## EXERCISE GOAL
Nothing but the lines from the one that contains "Expected: one point per instance of the top" to the end of the records should be printed, both ends included, exactly as given.

## INFORMATION GIVEN
--------------------------------------------------

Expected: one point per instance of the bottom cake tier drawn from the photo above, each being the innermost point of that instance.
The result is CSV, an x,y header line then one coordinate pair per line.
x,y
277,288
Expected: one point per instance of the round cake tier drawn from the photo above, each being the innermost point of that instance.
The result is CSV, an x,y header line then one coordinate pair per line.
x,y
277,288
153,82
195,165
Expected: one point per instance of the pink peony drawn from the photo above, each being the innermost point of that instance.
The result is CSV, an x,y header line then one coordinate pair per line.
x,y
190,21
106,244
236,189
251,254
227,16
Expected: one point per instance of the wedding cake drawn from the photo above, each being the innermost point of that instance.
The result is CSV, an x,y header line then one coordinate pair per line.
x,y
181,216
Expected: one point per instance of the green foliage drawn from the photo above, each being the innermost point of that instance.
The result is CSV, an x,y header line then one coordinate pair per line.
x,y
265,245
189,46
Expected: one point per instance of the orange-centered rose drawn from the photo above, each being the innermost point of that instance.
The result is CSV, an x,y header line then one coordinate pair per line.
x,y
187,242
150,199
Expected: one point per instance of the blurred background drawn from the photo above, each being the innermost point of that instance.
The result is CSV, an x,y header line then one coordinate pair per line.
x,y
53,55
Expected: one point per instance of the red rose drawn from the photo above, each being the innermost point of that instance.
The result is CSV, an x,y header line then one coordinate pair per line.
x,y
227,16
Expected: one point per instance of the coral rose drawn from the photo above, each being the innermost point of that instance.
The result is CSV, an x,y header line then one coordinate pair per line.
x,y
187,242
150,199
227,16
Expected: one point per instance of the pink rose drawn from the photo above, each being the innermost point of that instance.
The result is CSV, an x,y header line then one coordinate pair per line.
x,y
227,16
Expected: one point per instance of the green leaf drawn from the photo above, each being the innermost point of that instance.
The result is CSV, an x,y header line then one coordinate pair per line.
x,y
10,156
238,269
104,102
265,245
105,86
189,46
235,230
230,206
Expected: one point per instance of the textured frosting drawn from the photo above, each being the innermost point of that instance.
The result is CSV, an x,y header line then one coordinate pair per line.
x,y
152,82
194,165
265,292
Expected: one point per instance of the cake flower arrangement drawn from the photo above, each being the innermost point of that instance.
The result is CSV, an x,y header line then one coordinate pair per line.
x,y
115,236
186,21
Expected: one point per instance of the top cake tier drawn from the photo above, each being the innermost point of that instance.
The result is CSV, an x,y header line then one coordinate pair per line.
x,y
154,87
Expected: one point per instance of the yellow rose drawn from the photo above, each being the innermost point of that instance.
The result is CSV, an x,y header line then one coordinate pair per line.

--------------------------------------------------

## WORKED SOLUTION
Expected: one point per instance of the top cake tier drawn from the photo above, each being the innermost point of that instance.
The result is CSV, an x,y header line then one coordinate pair per line.
x,y
154,87
Expected: one point per instance of the yellow rose drawn from the photo above, each being the innermost point of that instance.
The result is CSV, an x,y header line then one coordinate pair per line.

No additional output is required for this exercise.